=== Section Start ===
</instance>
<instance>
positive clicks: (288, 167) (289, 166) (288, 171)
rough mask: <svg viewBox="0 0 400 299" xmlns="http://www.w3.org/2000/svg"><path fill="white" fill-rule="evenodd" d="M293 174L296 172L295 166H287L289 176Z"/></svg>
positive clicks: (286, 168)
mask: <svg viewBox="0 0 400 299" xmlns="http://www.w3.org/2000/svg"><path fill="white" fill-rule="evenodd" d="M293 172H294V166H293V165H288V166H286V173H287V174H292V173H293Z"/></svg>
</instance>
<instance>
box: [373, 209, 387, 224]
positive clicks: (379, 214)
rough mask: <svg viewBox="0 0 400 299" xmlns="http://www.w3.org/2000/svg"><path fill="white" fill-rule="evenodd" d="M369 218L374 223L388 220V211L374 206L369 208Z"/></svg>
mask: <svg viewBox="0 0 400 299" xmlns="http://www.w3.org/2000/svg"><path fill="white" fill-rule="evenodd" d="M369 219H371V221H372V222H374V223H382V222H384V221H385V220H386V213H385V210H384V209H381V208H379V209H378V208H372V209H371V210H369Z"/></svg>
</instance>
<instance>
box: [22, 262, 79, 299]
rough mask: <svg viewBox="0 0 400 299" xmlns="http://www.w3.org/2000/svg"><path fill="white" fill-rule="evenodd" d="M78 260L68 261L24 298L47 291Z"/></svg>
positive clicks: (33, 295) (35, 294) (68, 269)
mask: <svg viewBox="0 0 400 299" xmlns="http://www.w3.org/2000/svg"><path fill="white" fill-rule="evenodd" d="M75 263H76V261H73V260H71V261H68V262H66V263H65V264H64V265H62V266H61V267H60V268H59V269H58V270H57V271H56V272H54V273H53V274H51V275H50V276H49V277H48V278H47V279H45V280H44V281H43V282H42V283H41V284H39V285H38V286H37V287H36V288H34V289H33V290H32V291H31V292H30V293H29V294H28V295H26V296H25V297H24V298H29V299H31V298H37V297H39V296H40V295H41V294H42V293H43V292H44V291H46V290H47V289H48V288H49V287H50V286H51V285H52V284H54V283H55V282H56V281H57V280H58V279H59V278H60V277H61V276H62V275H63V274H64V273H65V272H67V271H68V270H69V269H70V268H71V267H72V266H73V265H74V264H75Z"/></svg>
=== Section End ===
→ Instructions for the task:
Copy all of the data above line for line, changing nothing.

→ Solution below:
</instance>
<instance>
positive clicks: (288, 167) (289, 166) (288, 171)
rough mask: <svg viewBox="0 0 400 299" xmlns="http://www.w3.org/2000/svg"><path fill="white" fill-rule="evenodd" d="M293 174L296 172L295 166H287L289 176Z"/></svg>
positive clicks: (286, 168)
mask: <svg viewBox="0 0 400 299" xmlns="http://www.w3.org/2000/svg"><path fill="white" fill-rule="evenodd" d="M293 172H294V166H293V165H288V166H286V173H287V174H292V173H293Z"/></svg>
</instance>
<instance>
box: [373, 209, 387, 224]
positive clicks: (379, 214)
rough mask: <svg viewBox="0 0 400 299" xmlns="http://www.w3.org/2000/svg"><path fill="white" fill-rule="evenodd" d="M369 218L374 223L388 220V211L374 206L369 208Z"/></svg>
mask: <svg viewBox="0 0 400 299" xmlns="http://www.w3.org/2000/svg"><path fill="white" fill-rule="evenodd" d="M369 219H371V221H372V222H374V223H382V222H384V221H385V220H386V213H385V210H384V209H381V208H379V209H378V208H372V209H371V210H369Z"/></svg>
</instance>
<instance>
box: [22, 262, 79, 299]
rough mask: <svg viewBox="0 0 400 299" xmlns="http://www.w3.org/2000/svg"><path fill="white" fill-rule="evenodd" d="M78 260L68 261L24 298L47 291Z"/></svg>
positive clicks: (33, 295) (35, 294) (68, 269)
mask: <svg viewBox="0 0 400 299" xmlns="http://www.w3.org/2000/svg"><path fill="white" fill-rule="evenodd" d="M75 263H76V261H73V260H71V261H68V262H66V263H65V264H64V265H62V266H61V267H60V268H59V269H58V270H57V271H56V272H54V273H53V274H51V275H50V276H49V277H48V278H47V279H45V280H44V281H43V282H42V283H41V284H39V285H38V286H37V287H36V288H34V289H33V290H32V291H31V292H30V293H29V294H28V295H26V296H25V297H24V298H29V299H31V298H37V297H39V296H40V295H41V294H42V293H43V292H44V291H46V290H47V289H48V288H49V287H50V286H51V285H52V284H54V283H55V282H56V281H57V280H58V279H59V278H60V277H61V276H62V275H63V274H64V273H65V272H67V271H68V270H69V269H70V268H71V267H72V266H73V265H74V264H75Z"/></svg>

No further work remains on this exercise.